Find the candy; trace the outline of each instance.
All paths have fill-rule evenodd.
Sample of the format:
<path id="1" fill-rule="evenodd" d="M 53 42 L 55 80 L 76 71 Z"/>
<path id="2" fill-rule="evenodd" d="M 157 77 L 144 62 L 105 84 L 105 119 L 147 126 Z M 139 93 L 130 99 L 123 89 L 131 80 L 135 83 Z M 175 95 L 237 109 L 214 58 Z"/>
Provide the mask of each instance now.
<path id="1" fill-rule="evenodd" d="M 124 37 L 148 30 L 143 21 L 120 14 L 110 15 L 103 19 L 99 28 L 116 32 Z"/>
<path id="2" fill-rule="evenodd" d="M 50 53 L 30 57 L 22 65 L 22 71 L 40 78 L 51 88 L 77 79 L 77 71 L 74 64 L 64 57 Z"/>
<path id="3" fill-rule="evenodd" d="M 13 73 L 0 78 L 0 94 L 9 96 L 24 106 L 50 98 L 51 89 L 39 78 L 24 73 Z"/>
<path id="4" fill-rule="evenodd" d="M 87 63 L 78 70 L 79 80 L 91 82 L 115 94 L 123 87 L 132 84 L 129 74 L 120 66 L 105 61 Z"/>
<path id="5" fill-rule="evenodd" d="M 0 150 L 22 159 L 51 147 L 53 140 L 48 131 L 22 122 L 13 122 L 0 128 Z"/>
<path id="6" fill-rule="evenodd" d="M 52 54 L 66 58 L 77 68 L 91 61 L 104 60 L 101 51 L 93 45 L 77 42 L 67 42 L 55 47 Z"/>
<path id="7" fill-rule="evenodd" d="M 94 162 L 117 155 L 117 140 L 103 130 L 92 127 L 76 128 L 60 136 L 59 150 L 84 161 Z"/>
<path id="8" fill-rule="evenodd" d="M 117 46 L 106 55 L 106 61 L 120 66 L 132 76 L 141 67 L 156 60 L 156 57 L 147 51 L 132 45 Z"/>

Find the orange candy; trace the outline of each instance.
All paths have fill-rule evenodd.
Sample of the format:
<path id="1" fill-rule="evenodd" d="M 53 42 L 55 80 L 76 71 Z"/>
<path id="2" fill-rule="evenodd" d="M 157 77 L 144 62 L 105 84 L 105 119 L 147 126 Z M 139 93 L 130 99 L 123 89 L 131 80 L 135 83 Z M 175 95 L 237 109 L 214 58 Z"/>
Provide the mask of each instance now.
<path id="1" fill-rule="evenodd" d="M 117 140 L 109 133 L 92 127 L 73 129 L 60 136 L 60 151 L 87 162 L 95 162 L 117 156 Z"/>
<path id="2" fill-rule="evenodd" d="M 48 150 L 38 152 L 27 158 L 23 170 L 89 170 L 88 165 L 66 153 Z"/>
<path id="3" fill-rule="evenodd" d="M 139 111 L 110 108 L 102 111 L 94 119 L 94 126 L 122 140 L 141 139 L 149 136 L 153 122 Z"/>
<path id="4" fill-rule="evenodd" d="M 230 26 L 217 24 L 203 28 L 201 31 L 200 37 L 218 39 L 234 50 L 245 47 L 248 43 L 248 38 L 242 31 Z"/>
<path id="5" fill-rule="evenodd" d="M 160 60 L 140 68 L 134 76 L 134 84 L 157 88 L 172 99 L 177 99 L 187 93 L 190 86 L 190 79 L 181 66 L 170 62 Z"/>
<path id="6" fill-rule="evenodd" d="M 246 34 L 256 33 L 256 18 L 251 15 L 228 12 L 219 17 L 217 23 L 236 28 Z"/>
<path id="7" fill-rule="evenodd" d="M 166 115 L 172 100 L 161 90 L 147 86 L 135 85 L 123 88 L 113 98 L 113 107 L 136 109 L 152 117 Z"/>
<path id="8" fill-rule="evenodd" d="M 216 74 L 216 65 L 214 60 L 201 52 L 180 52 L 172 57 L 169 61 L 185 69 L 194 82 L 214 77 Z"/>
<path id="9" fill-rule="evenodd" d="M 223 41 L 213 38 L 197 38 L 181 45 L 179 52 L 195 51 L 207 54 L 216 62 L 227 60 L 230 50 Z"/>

####

## WHAT YOU ARE ASKED TO DO
Put the lines into a numbered list, leaving out any blank lines, starting at the first line and ending at the line containing "117 46 L 106".

## ANSWER TO THIS PROBLEM
1. Find the candy; trace the outline of each instance.
2. All paths have fill-rule evenodd.
3. Sample of the format:
4. <path id="1" fill-rule="evenodd" d="M 53 42 L 55 80 L 76 71 Z"/>
5. <path id="2" fill-rule="evenodd" d="M 157 77 L 144 62 L 105 84 L 105 119 L 147 126 Z M 139 93 L 130 99 L 123 89 L 131 80 L 135 83 Z M 175 95 L 237 109 L 214 58 Z"/>
6. Provide the mask of each instance now.
7. <path id="1" fill-rule="evenodd" d="M 124 37 L 148 30 L 143 21 L 120 14 L 110 15 L 103 19 L 99 28 L 116 32 Z"/>
8. <path id="2" fill-rule="evenodd" d="M 50 53 L 30 57 L 22 65 L 22 71 L 40 78 L 51 88 L 77 79 L 77 71 L 74 64 L 64 57 Z"/>
9. <path id="3" fill-rule="evenodd" d="M 13 73 L 0 78 L 0 94 L 9 96 L 24 106 L 50 98 L 51 89 L 39 78 L 24 73 Z"/>
10. <path id="4" fill-rule="evenodd" d="M 87 63 L 78 70 L 79 80 L 91 82 L 115 94 L 123 87 L 132 84 L 129 74 L 120 66 L 105 61 Z"/>
11. <path id="5" fill-rule="evenodd" d="M 0 150 L 22 159 L 51 147 L 53 140 L 48 131 L 22 122 L 13 122 L 0 128 Z"/>
12. <path id="6" fill-rule="evenodd" d="M 52 54 L 66 58 L 77 68 L 91 61 L 104 60 L 101 51 L 93 45 L 77 42 L 67 42 L 55 47 Z"/>
13. <path id="7" fill-rule="evenodd" d="M 94 162 L 117 155 L 117 140 L 103 130 L 92 127 L 76 128 L 60 136 L 59 150 L 84 161 Z"/>
14. <path id="8" fill-rule="evenodd" d="M 117 46 L 106 55 L 106 61 L 120 66 L 132 76 L 141 67 L 156 60 L 156 57 L 147 51 L 132 45 Z"/>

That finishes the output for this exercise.